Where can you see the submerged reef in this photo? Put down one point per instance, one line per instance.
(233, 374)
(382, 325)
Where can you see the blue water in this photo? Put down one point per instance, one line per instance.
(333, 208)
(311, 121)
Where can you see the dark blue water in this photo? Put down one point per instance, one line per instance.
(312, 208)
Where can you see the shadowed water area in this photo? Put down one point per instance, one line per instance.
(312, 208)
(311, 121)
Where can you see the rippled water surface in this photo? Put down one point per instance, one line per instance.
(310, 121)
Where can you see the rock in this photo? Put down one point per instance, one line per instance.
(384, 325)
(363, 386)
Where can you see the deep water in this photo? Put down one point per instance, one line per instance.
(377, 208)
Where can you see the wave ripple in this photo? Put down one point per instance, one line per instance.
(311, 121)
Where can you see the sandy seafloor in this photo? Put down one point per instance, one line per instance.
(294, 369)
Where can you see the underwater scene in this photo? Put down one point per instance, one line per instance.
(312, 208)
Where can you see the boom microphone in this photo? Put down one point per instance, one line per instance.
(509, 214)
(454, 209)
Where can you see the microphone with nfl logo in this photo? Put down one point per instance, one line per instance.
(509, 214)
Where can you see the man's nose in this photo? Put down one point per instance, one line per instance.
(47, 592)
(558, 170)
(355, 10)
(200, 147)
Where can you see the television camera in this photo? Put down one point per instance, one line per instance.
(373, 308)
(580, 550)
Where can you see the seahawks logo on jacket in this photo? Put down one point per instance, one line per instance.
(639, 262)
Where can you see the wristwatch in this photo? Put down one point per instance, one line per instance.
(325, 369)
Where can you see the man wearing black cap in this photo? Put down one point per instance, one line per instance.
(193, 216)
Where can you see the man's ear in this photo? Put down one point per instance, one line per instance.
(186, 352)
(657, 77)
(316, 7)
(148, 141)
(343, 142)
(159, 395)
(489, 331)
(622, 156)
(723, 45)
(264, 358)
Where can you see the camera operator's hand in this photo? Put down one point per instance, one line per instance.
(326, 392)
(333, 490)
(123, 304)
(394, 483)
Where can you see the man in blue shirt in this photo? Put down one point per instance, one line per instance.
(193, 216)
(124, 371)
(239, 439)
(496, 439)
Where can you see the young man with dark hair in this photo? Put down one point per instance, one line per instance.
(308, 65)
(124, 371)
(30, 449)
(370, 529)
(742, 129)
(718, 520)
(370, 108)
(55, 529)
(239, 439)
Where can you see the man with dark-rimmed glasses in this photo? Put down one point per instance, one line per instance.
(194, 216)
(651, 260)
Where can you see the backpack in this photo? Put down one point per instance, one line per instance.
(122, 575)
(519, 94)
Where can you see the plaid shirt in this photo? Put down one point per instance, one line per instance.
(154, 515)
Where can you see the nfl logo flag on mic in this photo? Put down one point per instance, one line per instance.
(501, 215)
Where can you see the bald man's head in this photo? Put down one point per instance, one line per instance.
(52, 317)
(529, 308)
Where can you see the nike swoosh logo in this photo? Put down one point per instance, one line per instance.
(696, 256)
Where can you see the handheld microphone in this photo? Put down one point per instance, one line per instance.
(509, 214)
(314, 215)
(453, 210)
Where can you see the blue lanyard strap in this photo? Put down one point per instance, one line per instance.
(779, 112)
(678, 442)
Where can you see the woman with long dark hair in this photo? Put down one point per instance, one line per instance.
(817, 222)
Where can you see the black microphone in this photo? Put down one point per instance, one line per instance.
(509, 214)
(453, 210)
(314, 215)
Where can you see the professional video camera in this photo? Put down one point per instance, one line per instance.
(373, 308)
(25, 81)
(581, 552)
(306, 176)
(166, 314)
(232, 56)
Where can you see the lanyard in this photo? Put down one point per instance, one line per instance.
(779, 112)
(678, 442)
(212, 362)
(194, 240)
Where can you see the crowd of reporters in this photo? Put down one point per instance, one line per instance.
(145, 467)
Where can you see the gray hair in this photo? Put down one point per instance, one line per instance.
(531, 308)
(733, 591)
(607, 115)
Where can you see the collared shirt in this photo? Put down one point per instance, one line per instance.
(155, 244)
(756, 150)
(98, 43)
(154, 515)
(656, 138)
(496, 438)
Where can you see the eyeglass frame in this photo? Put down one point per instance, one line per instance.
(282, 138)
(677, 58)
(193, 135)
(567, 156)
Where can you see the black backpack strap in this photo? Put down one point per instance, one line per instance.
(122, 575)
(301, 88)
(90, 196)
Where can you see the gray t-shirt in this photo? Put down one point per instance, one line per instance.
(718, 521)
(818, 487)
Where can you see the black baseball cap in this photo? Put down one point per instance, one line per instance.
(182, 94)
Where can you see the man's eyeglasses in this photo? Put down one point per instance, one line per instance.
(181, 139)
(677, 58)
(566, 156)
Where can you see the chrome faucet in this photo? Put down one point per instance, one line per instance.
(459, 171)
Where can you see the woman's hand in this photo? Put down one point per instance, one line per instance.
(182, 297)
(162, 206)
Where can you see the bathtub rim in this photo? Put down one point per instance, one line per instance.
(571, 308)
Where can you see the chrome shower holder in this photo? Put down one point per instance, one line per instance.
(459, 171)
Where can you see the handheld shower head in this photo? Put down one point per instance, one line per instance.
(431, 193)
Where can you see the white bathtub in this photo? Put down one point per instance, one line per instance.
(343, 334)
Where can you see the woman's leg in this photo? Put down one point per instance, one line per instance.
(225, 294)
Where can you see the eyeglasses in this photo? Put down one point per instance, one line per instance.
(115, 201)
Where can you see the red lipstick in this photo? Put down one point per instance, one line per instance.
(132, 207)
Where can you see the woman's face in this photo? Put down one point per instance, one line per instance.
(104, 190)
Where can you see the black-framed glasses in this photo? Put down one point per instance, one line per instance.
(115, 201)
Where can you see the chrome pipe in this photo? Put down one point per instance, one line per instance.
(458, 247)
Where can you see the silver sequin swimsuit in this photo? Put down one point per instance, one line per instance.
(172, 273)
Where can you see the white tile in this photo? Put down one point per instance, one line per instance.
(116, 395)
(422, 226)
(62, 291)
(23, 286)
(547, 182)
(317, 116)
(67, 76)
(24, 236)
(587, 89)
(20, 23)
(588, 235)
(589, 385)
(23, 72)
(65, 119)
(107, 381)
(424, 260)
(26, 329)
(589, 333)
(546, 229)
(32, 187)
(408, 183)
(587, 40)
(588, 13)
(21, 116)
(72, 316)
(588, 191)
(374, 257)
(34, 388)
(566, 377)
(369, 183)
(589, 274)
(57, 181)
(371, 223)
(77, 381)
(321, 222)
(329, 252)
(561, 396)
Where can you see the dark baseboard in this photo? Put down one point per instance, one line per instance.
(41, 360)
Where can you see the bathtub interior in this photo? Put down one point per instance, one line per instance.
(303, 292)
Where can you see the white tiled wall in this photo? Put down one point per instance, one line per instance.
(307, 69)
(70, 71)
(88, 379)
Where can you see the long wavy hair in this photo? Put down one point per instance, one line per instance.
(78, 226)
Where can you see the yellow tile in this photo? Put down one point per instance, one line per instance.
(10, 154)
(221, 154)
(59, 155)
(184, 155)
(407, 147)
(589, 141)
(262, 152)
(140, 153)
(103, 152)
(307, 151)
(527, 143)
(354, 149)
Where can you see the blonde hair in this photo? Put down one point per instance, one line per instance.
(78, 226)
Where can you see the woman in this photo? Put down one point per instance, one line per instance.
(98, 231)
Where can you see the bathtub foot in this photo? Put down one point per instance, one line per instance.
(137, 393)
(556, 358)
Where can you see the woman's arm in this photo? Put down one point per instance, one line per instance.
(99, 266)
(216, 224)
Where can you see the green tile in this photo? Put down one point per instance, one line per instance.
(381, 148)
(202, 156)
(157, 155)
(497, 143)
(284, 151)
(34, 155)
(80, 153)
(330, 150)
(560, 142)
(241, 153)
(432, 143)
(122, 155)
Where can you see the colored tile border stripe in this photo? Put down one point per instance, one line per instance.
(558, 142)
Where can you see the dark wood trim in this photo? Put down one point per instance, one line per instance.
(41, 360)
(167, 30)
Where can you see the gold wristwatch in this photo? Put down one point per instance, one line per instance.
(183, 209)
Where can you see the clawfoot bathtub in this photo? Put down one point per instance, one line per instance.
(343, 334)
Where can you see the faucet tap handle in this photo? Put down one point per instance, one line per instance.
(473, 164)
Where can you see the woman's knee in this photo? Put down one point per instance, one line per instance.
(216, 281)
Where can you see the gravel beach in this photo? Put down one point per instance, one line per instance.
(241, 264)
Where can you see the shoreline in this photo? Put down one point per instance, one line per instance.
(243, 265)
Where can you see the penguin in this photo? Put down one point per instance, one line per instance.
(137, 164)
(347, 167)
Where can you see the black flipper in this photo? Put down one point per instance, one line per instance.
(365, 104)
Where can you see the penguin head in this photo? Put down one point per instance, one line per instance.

***

◆ **Requirement**
Every line from the one containing "Where can you see the blonde" through the last line of the entries must be written out verbatim, and no other line.

◆ **Solution to this exercise**
Where can you see the blonde hair in this photo? Put down one point per instance, one line per instance.
(78, 226)
Where can you see the woman in this photo? Put down one point per instance, one line per instance.
(98, 231)
Where can you see the bathtub foot in this photo? Put down one point per instance, one line per instance.
(137, 393)
(556, 358)
Where can you see the woman's arm in this photo? Put down one point per instance, one line per instance.
(99, 266)
(216, 224)
Where can you see the green tile in this photo? Put down one point per instance, one line per instance.
(381, 148)
(202, 156)
(157, 155)
(497, 143)
(284, 151)
(34, 155)
(80, 153)
(330, 150)
(560, 142)
(241, 153)
(432, 143)
(122, 155)
Where can you see the colored tile border stripe in this photo? Put down one point per instance, one line per instance.
(558, 142)
Where can you see the dark wood trim in this photo? Put down one point per instance, one line per instance.
(41, 360)
(167, 30)
Where can you see the gold wristwatch in this photo? Put down one point per instance, one line per instance.
(183, 209)
Where can you see the clawfoot bathtub in this photo? Put down one point per instance, one line per instance.
(343, 334)
Where can you see the faucet tap handle in this photo? Put down one point per instance, one line per instance.
(473, 164)
Where can you see the woman's knee in this photo? Put down one point per instance, one line per instance.
(216, 281)
Where can you see the gravel beach in this photo? Put down one point per instance, one line per instance.
(241, 264)
Where can you see the shoreline in this photo? Put down one point per instance, one line per instance.
(243, 265)
Where can you see the penguin in this photo? Put down one point per instance, one line per instance.
(137, 164)
(347, 167)
Where can you see the black flipper in this photo? Put down one point per instance, one line per instance.
(365, 104)
Where can you see the penguin head in this photo? Put down one point per instance, one line per instance.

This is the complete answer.